WRITTEN EXERCISE: Collect every line in the data below that contains the word "face".

TASK INPUTS:

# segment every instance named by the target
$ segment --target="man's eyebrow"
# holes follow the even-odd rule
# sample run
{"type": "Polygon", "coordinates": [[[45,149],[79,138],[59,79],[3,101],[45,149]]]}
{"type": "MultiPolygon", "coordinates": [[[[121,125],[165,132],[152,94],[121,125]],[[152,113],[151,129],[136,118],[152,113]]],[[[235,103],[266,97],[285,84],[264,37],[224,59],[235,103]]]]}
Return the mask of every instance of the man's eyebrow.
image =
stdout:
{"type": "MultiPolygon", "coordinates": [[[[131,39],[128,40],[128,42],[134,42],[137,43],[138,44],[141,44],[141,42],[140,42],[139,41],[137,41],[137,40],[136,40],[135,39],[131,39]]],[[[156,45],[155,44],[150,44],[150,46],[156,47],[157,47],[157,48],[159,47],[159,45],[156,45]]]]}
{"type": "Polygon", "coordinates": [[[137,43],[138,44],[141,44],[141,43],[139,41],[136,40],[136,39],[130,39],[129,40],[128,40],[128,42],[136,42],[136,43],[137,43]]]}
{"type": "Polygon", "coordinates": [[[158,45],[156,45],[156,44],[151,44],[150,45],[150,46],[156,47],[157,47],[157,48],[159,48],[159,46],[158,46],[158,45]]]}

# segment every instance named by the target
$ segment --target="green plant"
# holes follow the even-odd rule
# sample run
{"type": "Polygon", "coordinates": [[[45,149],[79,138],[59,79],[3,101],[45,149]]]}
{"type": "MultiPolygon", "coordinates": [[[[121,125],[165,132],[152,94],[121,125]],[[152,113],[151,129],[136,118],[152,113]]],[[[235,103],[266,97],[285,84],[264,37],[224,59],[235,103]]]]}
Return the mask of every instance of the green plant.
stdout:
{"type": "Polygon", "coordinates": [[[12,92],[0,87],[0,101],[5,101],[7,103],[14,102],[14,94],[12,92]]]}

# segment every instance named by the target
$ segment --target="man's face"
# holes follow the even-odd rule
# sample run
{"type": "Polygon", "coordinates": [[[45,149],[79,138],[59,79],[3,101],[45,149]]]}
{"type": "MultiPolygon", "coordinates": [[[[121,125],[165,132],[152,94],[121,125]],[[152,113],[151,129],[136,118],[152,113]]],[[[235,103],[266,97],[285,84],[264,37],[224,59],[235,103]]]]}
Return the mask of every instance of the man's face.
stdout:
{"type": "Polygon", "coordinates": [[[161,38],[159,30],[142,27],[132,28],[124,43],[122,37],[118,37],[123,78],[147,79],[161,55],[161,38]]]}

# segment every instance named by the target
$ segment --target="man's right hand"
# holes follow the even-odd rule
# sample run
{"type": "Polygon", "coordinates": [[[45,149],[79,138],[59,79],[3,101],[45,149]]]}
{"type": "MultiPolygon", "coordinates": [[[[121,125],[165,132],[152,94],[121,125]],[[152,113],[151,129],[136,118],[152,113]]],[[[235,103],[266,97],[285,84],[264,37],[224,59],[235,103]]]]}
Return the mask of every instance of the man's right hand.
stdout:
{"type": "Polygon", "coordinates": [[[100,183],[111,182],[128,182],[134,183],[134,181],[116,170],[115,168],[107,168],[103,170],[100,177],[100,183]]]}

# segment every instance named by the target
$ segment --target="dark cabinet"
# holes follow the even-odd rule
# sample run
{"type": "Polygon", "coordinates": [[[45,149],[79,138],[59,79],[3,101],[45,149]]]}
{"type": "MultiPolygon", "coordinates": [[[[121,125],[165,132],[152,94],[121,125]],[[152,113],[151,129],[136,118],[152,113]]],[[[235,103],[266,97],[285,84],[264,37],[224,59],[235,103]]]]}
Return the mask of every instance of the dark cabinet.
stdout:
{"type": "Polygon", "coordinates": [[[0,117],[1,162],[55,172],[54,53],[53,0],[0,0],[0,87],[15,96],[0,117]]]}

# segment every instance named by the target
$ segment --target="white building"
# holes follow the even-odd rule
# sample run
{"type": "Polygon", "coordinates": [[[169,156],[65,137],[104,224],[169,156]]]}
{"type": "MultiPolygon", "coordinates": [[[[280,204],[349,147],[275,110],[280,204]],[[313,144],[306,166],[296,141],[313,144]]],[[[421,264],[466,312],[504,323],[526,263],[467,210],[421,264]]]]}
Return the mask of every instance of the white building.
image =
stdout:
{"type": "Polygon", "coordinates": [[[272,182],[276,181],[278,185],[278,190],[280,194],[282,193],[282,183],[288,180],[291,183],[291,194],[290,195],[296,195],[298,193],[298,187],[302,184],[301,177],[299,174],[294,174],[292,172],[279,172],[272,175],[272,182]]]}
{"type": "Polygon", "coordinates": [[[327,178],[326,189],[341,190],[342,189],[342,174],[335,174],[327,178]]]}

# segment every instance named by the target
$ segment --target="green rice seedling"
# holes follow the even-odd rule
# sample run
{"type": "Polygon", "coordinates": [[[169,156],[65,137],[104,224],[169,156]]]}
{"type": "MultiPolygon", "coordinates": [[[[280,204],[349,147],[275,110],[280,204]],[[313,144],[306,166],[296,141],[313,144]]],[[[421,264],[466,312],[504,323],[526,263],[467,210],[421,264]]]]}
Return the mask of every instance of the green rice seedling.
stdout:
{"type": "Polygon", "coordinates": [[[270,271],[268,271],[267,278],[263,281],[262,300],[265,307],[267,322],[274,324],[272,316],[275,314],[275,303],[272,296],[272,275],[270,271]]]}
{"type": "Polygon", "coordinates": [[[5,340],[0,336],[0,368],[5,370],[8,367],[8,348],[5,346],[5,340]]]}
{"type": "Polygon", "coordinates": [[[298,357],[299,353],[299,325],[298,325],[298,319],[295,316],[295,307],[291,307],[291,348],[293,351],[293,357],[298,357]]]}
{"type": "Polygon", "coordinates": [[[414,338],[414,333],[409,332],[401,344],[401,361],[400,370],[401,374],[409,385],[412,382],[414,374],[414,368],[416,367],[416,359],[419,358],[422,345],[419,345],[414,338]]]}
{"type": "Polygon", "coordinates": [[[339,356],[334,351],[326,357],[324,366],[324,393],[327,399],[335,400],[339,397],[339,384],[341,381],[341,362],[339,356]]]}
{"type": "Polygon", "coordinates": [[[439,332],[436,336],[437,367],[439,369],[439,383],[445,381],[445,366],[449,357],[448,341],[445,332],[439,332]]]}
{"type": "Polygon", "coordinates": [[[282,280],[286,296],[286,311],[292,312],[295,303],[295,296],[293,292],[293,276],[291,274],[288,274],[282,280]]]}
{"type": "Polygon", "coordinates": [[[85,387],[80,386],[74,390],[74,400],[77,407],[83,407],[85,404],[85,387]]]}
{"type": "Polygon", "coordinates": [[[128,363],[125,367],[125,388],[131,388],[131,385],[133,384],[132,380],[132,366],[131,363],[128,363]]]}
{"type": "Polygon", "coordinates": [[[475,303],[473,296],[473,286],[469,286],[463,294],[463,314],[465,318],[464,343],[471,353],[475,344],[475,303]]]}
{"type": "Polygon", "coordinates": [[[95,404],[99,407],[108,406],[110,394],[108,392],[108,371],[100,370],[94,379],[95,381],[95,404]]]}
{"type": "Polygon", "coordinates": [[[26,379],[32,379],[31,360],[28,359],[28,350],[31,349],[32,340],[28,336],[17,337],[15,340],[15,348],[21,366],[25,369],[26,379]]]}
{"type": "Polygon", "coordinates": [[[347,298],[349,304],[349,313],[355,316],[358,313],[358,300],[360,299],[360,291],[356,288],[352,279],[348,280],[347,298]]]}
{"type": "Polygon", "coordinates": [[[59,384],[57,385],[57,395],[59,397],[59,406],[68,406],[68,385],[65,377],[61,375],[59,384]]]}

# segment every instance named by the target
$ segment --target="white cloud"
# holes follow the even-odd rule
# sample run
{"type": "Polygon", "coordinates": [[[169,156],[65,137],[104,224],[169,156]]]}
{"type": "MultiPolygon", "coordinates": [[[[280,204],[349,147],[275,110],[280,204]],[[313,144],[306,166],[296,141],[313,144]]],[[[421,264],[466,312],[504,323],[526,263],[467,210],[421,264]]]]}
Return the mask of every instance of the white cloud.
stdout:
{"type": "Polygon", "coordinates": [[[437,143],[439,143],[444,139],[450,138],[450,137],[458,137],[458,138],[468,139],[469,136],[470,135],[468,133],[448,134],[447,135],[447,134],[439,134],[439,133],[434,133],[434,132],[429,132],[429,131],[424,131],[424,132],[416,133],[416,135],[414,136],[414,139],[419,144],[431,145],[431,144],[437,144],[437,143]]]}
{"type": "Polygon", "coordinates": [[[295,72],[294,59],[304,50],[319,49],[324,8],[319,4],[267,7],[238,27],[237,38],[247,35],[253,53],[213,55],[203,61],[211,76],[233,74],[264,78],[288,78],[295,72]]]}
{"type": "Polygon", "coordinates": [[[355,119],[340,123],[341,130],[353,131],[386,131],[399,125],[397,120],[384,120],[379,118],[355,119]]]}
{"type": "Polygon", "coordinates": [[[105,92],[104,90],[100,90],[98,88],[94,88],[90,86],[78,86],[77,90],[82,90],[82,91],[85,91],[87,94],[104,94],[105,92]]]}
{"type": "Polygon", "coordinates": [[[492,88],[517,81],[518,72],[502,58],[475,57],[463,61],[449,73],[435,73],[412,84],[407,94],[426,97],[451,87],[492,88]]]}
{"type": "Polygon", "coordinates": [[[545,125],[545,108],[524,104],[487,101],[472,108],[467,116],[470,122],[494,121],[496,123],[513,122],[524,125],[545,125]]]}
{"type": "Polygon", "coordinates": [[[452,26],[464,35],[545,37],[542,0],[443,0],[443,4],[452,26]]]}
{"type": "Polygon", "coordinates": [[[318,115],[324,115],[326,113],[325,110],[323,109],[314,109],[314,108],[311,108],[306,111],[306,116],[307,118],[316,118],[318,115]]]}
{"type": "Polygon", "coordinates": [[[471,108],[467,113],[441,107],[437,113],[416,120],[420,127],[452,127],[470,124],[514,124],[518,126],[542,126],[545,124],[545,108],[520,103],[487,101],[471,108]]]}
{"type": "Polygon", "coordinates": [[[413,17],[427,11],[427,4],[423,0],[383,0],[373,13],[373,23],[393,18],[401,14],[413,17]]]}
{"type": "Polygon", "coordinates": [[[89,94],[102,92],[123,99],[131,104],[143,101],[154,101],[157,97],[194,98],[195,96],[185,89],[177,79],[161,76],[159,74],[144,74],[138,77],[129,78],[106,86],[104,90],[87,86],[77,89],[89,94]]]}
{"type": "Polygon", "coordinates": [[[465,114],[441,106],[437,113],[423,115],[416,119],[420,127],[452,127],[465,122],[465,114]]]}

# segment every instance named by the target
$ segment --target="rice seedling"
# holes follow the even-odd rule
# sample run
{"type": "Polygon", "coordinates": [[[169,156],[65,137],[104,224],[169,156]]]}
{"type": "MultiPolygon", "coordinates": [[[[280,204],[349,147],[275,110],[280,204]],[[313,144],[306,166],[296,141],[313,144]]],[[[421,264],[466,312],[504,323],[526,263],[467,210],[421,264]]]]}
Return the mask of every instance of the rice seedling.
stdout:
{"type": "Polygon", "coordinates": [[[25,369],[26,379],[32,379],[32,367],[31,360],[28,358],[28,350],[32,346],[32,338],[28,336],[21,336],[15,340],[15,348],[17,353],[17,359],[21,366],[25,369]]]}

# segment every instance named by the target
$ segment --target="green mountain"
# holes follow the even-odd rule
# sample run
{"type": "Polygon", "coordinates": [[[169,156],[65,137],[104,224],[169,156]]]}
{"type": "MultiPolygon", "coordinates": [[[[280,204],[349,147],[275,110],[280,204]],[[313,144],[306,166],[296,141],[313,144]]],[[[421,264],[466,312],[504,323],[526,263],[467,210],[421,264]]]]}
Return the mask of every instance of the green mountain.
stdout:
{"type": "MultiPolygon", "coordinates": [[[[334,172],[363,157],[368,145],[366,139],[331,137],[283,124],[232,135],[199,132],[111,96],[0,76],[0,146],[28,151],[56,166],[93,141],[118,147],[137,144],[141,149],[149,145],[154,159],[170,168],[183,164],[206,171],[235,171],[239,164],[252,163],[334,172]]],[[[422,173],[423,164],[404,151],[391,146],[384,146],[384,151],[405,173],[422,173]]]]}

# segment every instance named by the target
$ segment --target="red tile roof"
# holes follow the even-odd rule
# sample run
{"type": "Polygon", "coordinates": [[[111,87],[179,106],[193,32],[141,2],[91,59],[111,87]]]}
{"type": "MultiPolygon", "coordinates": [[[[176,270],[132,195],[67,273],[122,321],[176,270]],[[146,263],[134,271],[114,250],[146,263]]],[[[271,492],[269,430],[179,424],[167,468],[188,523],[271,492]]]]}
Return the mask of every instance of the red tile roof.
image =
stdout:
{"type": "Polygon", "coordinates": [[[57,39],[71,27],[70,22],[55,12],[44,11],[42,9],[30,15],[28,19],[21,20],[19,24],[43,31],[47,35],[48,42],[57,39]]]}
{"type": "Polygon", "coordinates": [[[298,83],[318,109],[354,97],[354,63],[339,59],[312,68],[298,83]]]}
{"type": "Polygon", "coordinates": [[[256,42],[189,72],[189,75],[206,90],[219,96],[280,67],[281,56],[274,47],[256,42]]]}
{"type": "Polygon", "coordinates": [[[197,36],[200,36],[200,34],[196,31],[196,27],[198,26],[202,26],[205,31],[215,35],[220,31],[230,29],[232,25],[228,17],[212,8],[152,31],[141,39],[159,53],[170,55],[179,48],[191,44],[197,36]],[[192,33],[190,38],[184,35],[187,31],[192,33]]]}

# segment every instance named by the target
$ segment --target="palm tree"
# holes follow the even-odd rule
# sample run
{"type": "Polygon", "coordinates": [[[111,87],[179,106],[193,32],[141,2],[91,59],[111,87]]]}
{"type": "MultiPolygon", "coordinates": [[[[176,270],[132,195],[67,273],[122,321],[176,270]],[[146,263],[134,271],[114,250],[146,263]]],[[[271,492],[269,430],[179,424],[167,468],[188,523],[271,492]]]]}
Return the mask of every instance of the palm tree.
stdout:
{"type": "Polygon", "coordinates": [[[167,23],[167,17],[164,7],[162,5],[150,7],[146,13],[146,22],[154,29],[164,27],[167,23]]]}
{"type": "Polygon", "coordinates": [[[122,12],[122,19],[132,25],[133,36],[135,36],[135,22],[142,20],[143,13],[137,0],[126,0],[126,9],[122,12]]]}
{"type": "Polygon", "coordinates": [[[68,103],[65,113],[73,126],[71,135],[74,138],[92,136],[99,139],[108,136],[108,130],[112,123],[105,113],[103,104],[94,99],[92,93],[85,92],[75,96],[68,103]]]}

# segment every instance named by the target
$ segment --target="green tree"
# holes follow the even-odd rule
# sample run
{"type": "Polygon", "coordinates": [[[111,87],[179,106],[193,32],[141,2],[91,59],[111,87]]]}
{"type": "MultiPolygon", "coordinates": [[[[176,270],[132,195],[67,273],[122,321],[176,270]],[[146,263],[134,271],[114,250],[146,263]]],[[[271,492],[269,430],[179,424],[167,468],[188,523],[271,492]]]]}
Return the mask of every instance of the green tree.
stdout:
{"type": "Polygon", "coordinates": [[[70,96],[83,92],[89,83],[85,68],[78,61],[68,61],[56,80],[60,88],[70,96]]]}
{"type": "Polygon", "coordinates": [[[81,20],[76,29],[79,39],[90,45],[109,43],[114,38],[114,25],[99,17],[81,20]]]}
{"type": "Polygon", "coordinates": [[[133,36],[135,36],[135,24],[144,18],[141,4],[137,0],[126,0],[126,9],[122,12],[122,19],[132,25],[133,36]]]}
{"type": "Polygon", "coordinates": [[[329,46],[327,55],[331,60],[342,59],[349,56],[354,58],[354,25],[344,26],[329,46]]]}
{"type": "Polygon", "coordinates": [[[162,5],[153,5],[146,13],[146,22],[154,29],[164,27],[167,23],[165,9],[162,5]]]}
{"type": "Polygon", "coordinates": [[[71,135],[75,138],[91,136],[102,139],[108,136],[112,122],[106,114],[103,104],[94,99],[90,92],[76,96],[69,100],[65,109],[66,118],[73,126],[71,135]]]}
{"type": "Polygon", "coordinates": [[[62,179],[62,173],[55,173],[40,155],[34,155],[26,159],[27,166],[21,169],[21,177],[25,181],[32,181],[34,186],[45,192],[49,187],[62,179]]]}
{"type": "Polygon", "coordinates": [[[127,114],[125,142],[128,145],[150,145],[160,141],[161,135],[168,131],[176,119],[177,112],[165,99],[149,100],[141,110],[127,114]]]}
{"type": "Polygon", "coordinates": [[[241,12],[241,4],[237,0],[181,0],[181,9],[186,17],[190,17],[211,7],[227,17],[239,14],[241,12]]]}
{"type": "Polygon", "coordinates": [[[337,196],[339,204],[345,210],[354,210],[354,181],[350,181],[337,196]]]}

SOLUTION TO THE PROBLEM:
$ segment --target="man's face"
Return the mask of every instance of the man's face.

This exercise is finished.